Text excerpt ▸
AWS Architecture Decision Records (ADRs) Guide⚓︎
Overview⚓︎
AWS published a comprehensive guide recommending ADRs as a structured process for documenting architecturally significant decisions. The guide provides templates and best practices based on AWS’s internal usage.
Source: https://www.infoq.com/news/2022/06/aws-adr-guide/
Definition⚓︎
According to the AWS guide:
“An ADR is a short document that describes a team decision that influences the software architecture.”
Recommended Format⚓︎
AWS provides templates to standardize ADR creation, ensuring consistent capture of:
- The decision itself: What was chosen
- Context surrounding the decision: Why it was needed
- Consequences of the choice: What impacts will result
Key Principles⚓︎
Ownership & Responsibility⚓︎
The team member proposing an ADR owns it throughout its lifecycle and maintains accountability for its content.
Immutability⚓︎
Once approved or rejected, ADRs become unchangeable. Updates require proposing new ADRs that supersede previous ones. This ensures:
- Historical context is preserved
- Past reasoning remains accessible
- Decision evolution is trackable
Decision Log Value⚓︎
The collective ADRs create:
“A broad context, design information, and implementation details about the project.”

Set tasks ▸
**a)** In the AWS ADR guide summary, revise the part that opens with the words containing "Recommended Format⚓︎" and closes with "for its content.", replacing "templates" with "standard forms".
**b)** According to the AWS ADR guide summary, who owns an ADR throughout its lifecycle?
**c)** Pick up the AWS ADR guide summary after its final sentence and continue it.
The records play no part in this work.

Extracted material ▸
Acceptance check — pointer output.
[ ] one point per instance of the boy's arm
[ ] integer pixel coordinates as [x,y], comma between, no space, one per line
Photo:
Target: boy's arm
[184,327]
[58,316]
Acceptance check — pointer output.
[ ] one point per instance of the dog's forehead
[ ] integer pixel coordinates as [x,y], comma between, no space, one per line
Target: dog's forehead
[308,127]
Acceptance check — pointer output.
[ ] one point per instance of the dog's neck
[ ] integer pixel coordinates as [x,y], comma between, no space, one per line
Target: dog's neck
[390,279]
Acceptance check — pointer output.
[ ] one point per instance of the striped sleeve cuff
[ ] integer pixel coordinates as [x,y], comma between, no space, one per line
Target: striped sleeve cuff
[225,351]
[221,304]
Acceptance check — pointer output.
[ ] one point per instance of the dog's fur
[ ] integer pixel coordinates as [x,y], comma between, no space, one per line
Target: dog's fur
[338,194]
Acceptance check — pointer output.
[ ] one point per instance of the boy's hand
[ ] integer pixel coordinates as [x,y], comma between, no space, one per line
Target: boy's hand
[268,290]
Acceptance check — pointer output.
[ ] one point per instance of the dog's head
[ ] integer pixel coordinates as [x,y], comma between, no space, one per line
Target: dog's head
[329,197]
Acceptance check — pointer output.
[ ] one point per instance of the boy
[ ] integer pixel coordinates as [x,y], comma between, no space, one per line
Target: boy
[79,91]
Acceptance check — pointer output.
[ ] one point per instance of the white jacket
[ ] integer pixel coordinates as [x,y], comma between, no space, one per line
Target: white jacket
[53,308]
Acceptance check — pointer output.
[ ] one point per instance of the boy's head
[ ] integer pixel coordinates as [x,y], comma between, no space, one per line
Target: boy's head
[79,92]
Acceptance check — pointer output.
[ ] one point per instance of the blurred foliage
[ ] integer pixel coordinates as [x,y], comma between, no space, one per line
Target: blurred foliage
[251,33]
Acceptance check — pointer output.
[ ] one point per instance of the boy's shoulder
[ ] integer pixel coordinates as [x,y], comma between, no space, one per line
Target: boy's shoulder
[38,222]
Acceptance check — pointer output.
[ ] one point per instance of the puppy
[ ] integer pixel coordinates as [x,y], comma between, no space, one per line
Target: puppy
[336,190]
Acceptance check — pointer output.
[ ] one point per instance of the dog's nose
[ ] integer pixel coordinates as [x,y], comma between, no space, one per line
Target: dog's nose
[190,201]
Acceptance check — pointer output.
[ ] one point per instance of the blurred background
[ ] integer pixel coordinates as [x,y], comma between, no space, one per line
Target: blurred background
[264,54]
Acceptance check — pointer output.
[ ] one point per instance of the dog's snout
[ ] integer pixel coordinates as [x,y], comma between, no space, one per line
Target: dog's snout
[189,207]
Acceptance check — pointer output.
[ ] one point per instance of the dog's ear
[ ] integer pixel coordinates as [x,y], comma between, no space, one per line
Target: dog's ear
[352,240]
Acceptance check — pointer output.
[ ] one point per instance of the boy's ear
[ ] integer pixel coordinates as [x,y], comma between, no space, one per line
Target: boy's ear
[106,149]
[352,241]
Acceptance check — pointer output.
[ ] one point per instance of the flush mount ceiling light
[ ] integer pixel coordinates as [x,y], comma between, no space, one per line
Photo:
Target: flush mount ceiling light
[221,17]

Answers below ▸
**a)**
Recommended Format⚓︎
AWS provides standard forms to standardize ADR creation, ensuring consistent capture of:
- The decision itself: What was chosen
- Context surrounding the decision: Why it was needed
- Consequences of the choice: What impacts will result
Key Principles⚓︎
Ownership & Responsibility⚓︎
The team member proposing an ADR owns it throughout its lifecycle and maintains accountability for its content.

**b)** The team member who proposes the ADR.

**c)**
Best Practices⚓︎
Clear States⚓︎
ADRs progress through defined statuses:
- Proposed: Initial submission for review
- Accepted: Approved and ready for implementation
- Rejected: Not approved, with reasons documented
- Superseded: Replaced by a newer ADR
Team Review⚓︎
Collaborative meetings ensure decisions receive thorough examination before approval. This:
- Brings diverse perspectives
- Identifies potential issues early
- Builds team consensus
- Creates shared understanding
Change History⚓︎
Document evolution by marking old decisions as superseded when replaced. This maintains:
- Clear decision timeline
- Understanding of why changes were made
- Ability to learn from past choices
Reference Tool⚓︎
Teams leverage the decision log during:
- Code reviews: Validate conformance to architectural decisions
- Architecture reviews: Ensure consistency with past choices
- Planning: Understand constraints and context
- Onboarding: Bring new team members up to speed
Benefits⚓︎
- Reduces repetitive discussions: Past decisions are documented and findable
- Improves architectural communication: Provides shared vocabulary and understanding
- Supports distributed teams: Asynchronous decision making and review
- Creates institutional knowledge: Prevents loss of context
- Validates conformance: Reference during reviews
Implementation Considerations⚓︎
When to Create an ADR⚓︎
Create an ADR for decisions that:
- Have significant architectural impact
- Are difficult to reverse
- Affect multiple components or teams
- Involve trade-offs between competing concerns
- Need to be remembered long-term
ADR Lifecycle⚓︎
- Draft: Author creates initial proposal
- Review: Team discusses and provides feedback
- Decision: Team accepts or rejects
- Archive: Store in decision log (never delete)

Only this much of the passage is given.